> **RECORDS**:
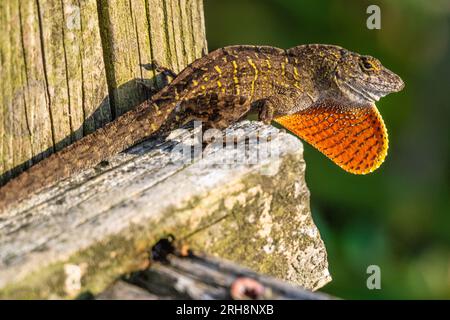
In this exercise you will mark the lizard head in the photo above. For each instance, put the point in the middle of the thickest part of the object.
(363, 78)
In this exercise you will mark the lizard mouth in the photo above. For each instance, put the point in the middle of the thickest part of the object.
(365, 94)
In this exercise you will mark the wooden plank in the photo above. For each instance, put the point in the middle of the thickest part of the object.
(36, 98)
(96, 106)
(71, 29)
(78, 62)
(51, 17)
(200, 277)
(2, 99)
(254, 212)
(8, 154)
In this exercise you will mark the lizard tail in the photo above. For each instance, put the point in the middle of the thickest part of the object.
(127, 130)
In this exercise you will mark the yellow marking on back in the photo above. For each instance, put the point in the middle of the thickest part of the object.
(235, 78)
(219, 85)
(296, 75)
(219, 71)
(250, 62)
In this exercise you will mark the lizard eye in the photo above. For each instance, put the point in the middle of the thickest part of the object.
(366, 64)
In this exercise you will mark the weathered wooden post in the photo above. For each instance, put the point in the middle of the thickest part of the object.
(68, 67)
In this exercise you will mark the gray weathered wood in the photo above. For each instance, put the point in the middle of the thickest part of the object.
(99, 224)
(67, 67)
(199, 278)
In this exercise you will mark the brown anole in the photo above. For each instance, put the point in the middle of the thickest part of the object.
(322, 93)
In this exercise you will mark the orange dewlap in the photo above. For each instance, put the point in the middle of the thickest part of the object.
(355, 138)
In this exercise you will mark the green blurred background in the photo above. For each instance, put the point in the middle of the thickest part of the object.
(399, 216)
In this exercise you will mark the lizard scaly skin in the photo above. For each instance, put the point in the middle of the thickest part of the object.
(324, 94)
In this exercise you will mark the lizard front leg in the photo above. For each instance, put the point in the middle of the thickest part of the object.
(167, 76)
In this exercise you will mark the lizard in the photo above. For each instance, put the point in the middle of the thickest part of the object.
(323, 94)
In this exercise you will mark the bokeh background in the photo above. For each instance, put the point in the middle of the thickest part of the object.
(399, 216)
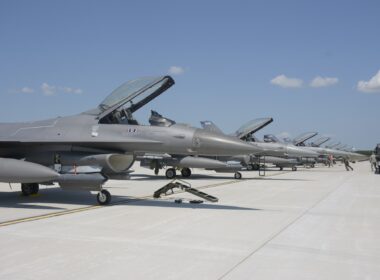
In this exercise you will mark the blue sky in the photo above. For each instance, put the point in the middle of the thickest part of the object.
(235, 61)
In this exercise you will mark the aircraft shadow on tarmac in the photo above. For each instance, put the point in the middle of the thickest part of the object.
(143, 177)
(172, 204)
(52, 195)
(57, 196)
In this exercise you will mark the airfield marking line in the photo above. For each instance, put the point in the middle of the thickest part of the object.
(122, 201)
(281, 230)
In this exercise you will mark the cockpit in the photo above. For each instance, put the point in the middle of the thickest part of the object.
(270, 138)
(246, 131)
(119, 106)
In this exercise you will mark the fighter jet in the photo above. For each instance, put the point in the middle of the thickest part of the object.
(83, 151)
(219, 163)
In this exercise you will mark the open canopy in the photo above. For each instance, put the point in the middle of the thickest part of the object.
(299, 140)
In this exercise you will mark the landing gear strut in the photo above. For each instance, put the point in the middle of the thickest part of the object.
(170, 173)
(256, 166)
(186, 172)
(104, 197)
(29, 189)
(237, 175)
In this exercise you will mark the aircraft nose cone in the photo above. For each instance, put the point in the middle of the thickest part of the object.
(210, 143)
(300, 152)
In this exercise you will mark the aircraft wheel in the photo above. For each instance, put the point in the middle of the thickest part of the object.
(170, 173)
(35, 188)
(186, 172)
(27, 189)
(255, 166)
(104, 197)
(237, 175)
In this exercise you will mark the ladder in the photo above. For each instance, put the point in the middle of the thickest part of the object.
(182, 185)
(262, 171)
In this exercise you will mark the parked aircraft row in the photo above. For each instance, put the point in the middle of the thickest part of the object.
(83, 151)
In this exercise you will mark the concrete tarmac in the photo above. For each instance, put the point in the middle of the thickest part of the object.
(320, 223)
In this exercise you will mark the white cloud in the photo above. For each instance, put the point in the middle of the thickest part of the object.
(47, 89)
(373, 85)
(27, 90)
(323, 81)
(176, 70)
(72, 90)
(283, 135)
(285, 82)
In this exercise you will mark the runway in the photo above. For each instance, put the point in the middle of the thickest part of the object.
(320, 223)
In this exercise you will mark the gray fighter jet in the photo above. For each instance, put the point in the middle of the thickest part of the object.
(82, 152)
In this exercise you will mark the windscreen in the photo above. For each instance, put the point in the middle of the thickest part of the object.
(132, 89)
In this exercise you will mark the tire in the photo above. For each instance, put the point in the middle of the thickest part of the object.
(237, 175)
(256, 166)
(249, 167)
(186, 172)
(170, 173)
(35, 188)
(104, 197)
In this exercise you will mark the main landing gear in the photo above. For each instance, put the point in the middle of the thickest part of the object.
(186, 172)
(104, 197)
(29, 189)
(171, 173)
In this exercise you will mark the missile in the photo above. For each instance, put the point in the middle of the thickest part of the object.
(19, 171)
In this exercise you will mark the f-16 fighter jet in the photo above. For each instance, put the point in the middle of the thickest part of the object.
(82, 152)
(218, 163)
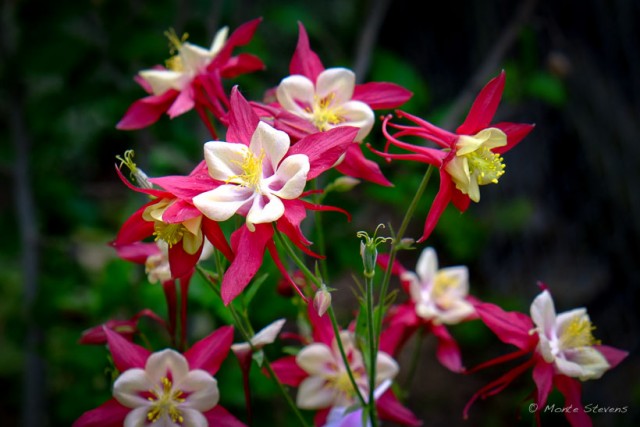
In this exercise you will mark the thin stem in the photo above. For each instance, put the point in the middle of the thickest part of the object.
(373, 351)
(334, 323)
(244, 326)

...

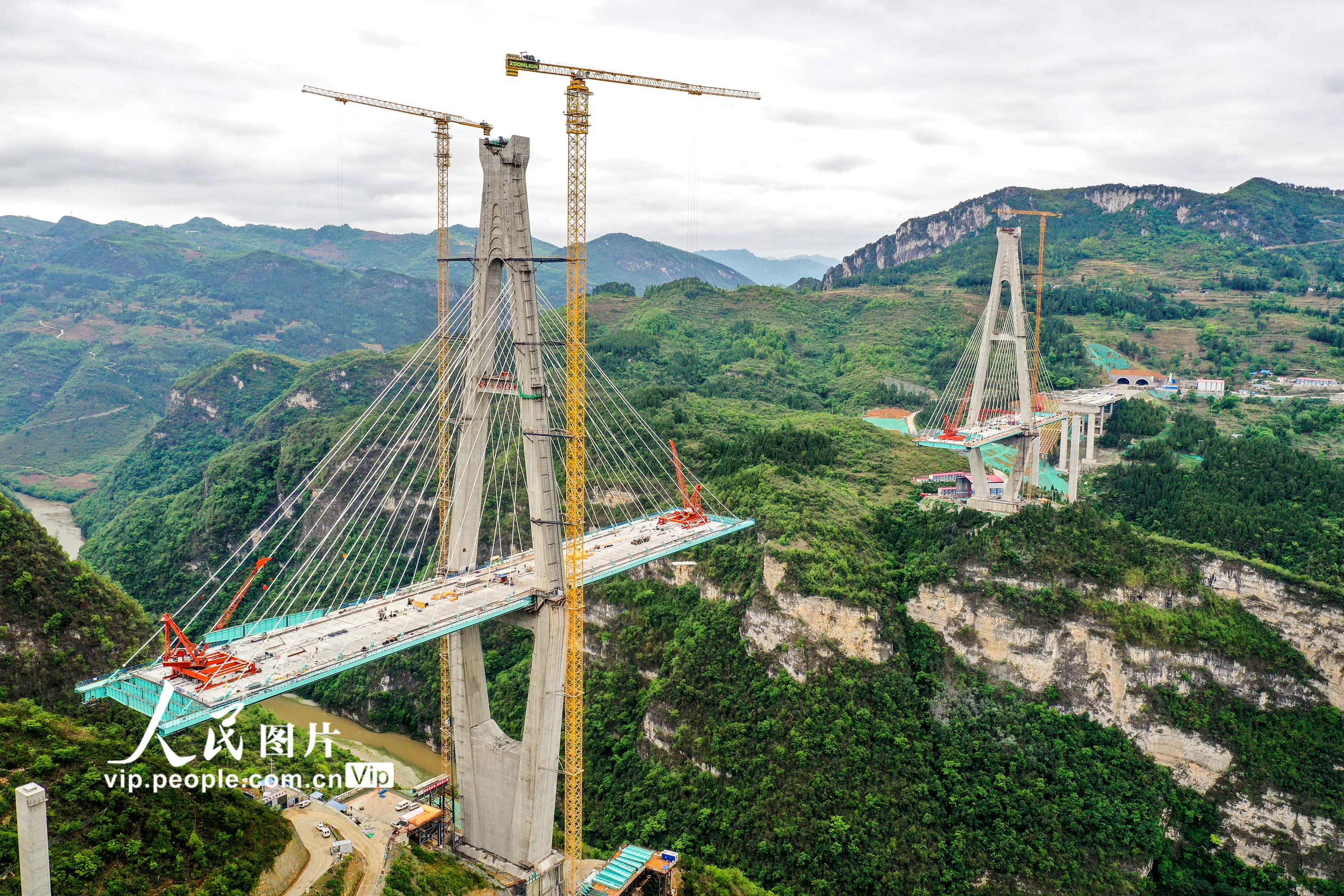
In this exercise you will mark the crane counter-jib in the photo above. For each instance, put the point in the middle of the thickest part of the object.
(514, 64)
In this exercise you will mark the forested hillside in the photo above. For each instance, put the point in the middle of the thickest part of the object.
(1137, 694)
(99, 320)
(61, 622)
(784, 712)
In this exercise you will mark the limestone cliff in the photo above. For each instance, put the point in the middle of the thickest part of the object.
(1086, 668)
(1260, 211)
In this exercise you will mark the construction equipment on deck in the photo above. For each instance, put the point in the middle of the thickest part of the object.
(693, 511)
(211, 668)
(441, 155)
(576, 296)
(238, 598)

> **YOUR TASK**: Gather every line of the listing that contains the word "tarmac", and copy each one out.

> **RESULT OF THE TASK**:
In this exercise you will mark the aircraft shadow on tarmac in the photo above. For each instance, put the point in the middle of the thickest part of the object.
In this exercise you will mark the concrete tarmac in the photo above. For each instance, put the point in the middle of the thickest part of the object.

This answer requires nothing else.